> **Requirements**
Set out the rows below as a numbered list, skipping any blank lines and omitting the pictures.

○ ○ ○ ○ ○

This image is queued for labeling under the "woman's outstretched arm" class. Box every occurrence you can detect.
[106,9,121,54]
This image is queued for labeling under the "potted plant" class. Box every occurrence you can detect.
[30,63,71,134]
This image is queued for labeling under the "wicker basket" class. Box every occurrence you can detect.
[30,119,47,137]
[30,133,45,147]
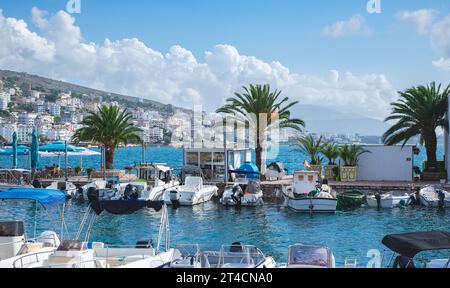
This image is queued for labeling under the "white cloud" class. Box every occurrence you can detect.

○ ○ ○ ○ ○

> **Solution to this exercise**
1. This image is queued for labeling under the "woman's outstretched arm" class. Box every occurrence you can detect.
2. [106,9,121,54]
3. This image is queued for labeling under the "potted plant" class. Box every occurrence you can detect.
4. [30,63,71,134]
5. This image is queued for labeling under the "wicker basket" class. Box every occurrence you can detect.
6. [30,119,47,137]
7. [30,133,45,147]
8. This image is queued for labeling under the "white cloud" class. Box every occurrence you can detect.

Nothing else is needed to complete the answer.